> **Work to complete**: Rewrite every line of the listing below with each occurrence of "disc" changed to "circle" and nothing else altered. Leave the pictures out of your version.

— Begin Supplied material —

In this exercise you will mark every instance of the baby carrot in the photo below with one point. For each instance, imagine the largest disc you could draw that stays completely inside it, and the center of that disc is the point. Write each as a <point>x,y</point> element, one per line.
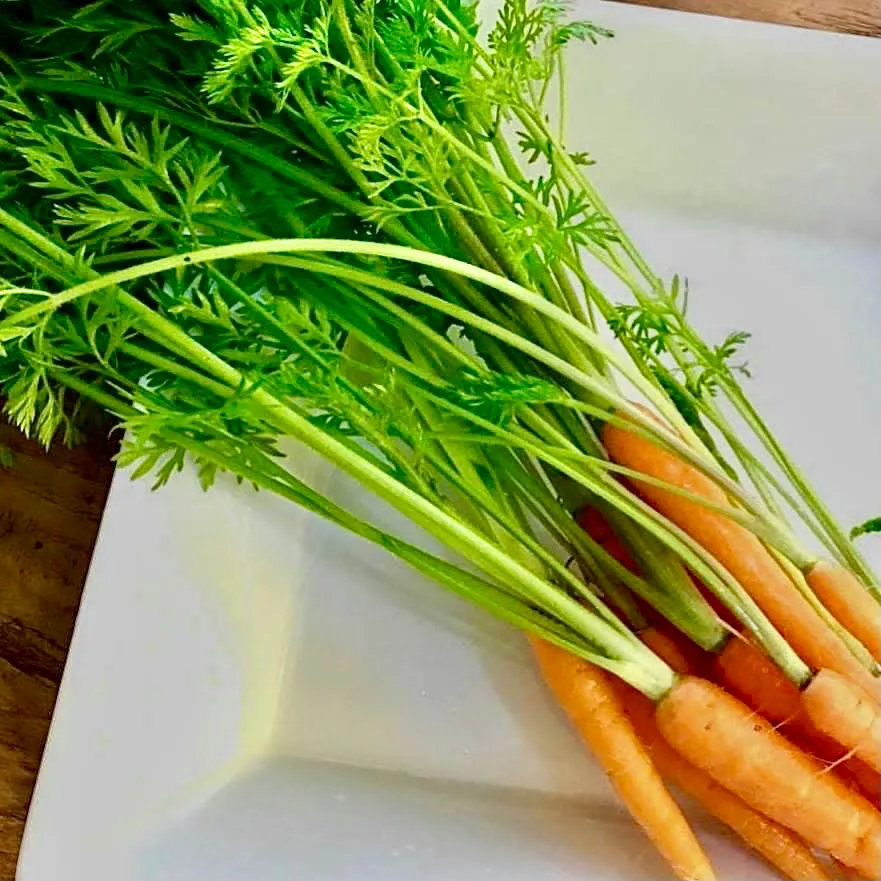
<point>586,694</point>
<point>848,600</point>
<point>840,709</point>
<point>743,753</point>
<point>778,845</point>
<point>737,549</point>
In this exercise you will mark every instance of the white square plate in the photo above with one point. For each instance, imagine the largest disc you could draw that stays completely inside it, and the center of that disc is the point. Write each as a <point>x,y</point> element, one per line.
<point>252,694</point>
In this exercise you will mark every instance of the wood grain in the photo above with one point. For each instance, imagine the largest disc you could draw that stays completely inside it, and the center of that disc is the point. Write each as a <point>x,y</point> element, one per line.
<point>50,507</point>
<point>846,16</point>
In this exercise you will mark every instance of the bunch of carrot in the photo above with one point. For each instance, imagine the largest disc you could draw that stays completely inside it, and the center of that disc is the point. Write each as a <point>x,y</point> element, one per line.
<point>139,272</point>
<point>794,772</point>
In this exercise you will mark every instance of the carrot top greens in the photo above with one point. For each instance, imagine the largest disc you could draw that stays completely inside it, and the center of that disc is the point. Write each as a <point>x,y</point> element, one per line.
<point>247,221</point>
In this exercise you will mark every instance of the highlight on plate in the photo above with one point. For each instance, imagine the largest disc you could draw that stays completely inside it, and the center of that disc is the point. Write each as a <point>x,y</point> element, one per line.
<point>358,225</point>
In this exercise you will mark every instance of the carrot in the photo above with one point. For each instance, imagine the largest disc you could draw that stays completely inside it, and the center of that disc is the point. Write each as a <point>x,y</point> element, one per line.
<point>742,752</point>
<point>840,709</point>
<point>847,599</point>
<point>750,675</point>
<point>777,844</point>
<point>862,777</point>
<point>586,694</point>
<point>737,549</point>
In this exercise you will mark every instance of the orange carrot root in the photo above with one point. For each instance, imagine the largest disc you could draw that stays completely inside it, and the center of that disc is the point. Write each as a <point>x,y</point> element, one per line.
<point>778,845</point>
<point>742,752</point>
<point>587,695</point>
<point>842,593</point>
<point>840,709</point>
<point>737,549</point>
<point>750,675</point>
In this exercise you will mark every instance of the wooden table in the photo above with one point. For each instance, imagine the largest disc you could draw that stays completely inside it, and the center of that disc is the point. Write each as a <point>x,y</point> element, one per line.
<point>50,508</point>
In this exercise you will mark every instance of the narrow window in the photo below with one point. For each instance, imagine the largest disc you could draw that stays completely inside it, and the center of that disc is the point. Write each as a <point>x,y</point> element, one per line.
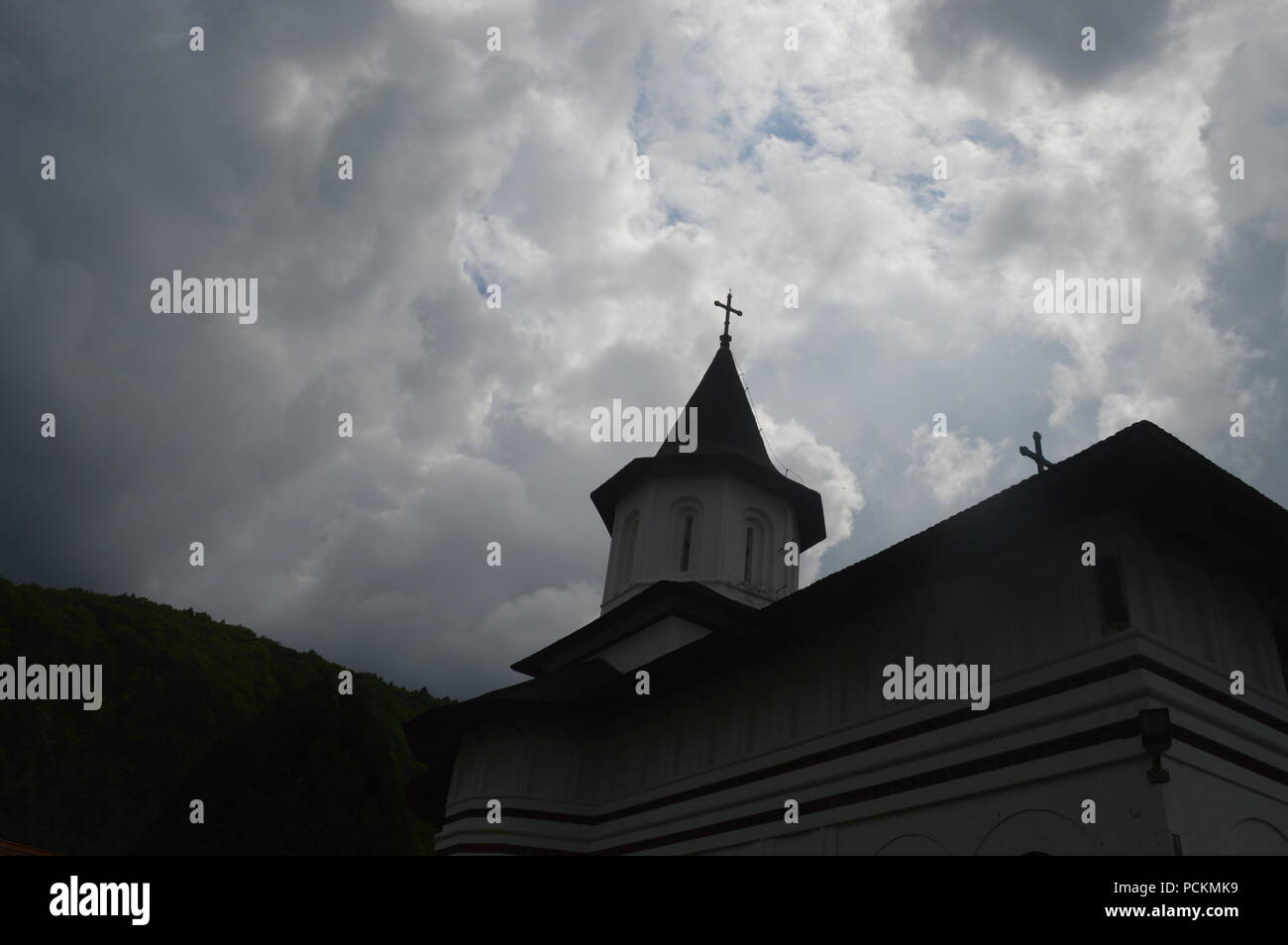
<point>1113,596</point>
<point>626,553</point>
<point>687,544</point>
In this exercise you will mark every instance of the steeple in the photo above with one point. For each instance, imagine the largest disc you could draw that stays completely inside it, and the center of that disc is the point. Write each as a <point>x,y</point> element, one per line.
<point>720,515</point>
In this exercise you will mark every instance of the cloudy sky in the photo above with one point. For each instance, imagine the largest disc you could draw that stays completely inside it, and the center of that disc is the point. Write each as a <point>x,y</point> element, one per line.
<point>768,166</point>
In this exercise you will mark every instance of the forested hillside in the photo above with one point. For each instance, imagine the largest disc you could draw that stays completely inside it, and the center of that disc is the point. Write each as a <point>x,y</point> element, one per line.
<point>196,708</point>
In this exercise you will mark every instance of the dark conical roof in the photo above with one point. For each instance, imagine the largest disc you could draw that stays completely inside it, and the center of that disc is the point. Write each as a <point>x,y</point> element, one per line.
<point>725,424</point>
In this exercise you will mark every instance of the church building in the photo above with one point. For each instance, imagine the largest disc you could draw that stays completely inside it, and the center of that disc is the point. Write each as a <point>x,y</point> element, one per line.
<point>1091,661</point>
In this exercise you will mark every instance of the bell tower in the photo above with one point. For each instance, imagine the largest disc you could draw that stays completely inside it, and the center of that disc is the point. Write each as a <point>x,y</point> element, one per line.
<point>720,515</point>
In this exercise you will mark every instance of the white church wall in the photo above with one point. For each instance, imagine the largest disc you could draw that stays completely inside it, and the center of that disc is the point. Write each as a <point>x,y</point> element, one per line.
<point>1039,622</point>
<point>721,507</point>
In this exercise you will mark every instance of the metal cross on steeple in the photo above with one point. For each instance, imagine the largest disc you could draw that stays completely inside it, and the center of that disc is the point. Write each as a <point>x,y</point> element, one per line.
<point>728,306</point>
<point>1043,464</point>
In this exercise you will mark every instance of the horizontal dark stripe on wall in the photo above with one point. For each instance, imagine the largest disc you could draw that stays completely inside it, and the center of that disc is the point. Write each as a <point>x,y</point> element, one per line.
<point>905,731</point>
<point>1127,727</point>
<point>1017,756</point>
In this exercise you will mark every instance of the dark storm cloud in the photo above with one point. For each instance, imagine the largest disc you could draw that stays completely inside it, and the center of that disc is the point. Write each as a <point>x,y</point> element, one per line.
<point>947,34</point>
<point>518,168</point>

— End Supplied material —

> **Solved exercise**:
In this exercise you will mark every instance of the baby carrot in the photo below with one point. For each instance, imagine the largest circle you could draw that stays completely inside it, and the center of that circle is the point. Write each as a <point>x,y</point> element, one per line.
<point>586,694</point>
<point>848,600</point>
<point>840,709</point>
<point>743,753</point>
<point>778,845</point>
<point>737,549</point>
In this exercise you will mark every instance of the white square plate in the photo above with one point. For each instance, imagine the largest circle you could draw that stays completely inside it, and the center of that circle is the point. Write each as a <point>x,y</point> element, one per line.
<point>252,694</point>
In this exercise you will mark every instance of the wood grain in the photo above with one point. For each instance, imagine the largest circle you could draw that stays completely inside it, and the center of that circle is the point. Write each as a <point>x,y</point> element, one per line.
<point>50,507</point>
<point>846,16</point>
In this exercise you will mark every instance of the bunch of carrot in the photo above with one point. For each instance, imagine the largest circle you could draw that stays completely inside it, and the center of that circle is the point. Write each as a <point>x,y</point> element, one per line.
<point>139,272</point>
<point>794,772</point>
In this exercise you will mark every instance of the carrot top greens in the photo above with one point. For each instance, imagine the largest circle you could draw that stays completely inside it, and the center of that circle is the point. Write each as a <point>x,y</point> element, one per line.
<point>247,221</point>
In this exercise you will mark every instance of the highlight on plate in the photo above with one point. For each instance, imagine the largest circle you could draw that stays completely inside it, and the center of that circle is the point. Write each as a <point>x,y</point> element, one per line.
<point>358,225</point>
In this exercise you will mark every instance of the carrot in the photo above with one point. For each instance, imagine the largest circle you could draw that stays completely inside it, and the center of that circle is the point. Write each as a <point>x,y</point> element, one per line.
<point>742,752</point>
<point>840,709</point>
<point>847,599</point>
<point>750,675</point>
<point>777,844</point>
<point>862,777</point>
<point>586,694</point>
<point>737,549</point>
In this exercise you will mark every instance of the orange carrot root in the photo above with one point. For each instance, imagine the largest circle you could draw that stays completely inside it, and the center of that circle is the point. Write each as a <point>x,y</point> element, one per line.
<point>778,845</point>
<point>742,752</point>
<point>587,695</point>
<point>842,593</point>
<point>840,709</point>
<point>737,549</point>
<point>750,675</point>
In this exercise you will mark every instance of the wooden table in the photo above with one point. For each instance, imagine the largest circle you could draw that stays completely inside it, and the center of that circle is the point. Write each as a <point>x,y</point> element, one per line.
<point>50,508</point>
In this exercise you will mark every instance of the narrow window in the photo below with one point. For each instance, imagine the largest circle you could draw that stays completely inside it, and the center of that circle is the point. Write each as a <point>x,y</point> element, one per line.
<point>1113,596</point>
<point>626,553</point>
<point>687,544</point>
In this exercise you will mark every instance of the steeple in the photo above with one point. For each instance, imagine the largest circle you could draw that stays completely inside it, and the center of that circle is the point. Write each as a <point>x,y</point> element, one per line.
<point>720,515</point>
In this exercise you will mark every instance of the cloudy sky in the photo above with one point. For each instance, imagine the largest circle you could draw that stays completely inside it, and the center of that circle is the point. Write each as a <point>x,y</point> element, one per line.
<point>768,166</point>
In this exercise you will mark every instance of the forested hillside in the photo above with one point. For each instance, imagine the largest circle you could draw that stays completely inside it, and the center of that circle is the point. Write each as a <point>x,y</point> element, one per line.
<point>196,708</point>
In this exercise you will mark every instance of the dark conical roof in the photo above with one point. For each instance, imagine the largest circle you could draw that stays completely inside it, and the center of that circle is the point. Write each as a <point>x,y</point> element, one per line.
<point>725,424</point>
In this exercise you will mark every instance of the church building in the photo above with one point. For each instance, imagine the largest circle you could draw that stays completely inside it, and the center of that circle is the point. Write each as a <point>x,y</point> element, one per line.
<point>1091,661</point>
In this exercise you will mark every instance of the bell tower in the photo above with one point. For each instance, imagine the largest circle you could draw that stays completely inside it, and the center of that circle is the point. Write each as a <point>x,y</point> element, one per line.
<point>720,515</point>
In this exercise you will mark every instance of the white church wall in the photo above with one point. For each instance, imagine the largest circle you could draw that stays completely inside it, and the center of that circle is the point. Write each as a <point>x,y</point> element, one per line.
<point>1039,622</point>
<point>721,507</point>
In this exercise you will mark every instance of the metal cross on steeple in the photo above with one point. For each instance, imagine the largest circle you could draw that stays completely inside it, and the center of that circle is the point. Write each as a <point>x,y</point> element, one per line.
<point>728,306</point>
<point>1043,464</point>
In this exercise you will mark every instance of the horizontal dark stripe on wall in the photo above with one point. For each instance, imagine the largest circle you could draw that stays completely inside it, and the center of that circle is the point. Write each as a <point>x,y</point> element, one per line.
<point>905,731</point>
<point>1127,727</point>
<point>1017,756</point>
In this exercise you will mark every instance of the dark storm cloud in the photo above with one point. For each instance, imagine the largest circle you could draw that stays completely inside it, and the center of that circle is the point. Write each as a <point>x,y</point> element, one per line.
<point>947,34</point>
<point>518,168</point>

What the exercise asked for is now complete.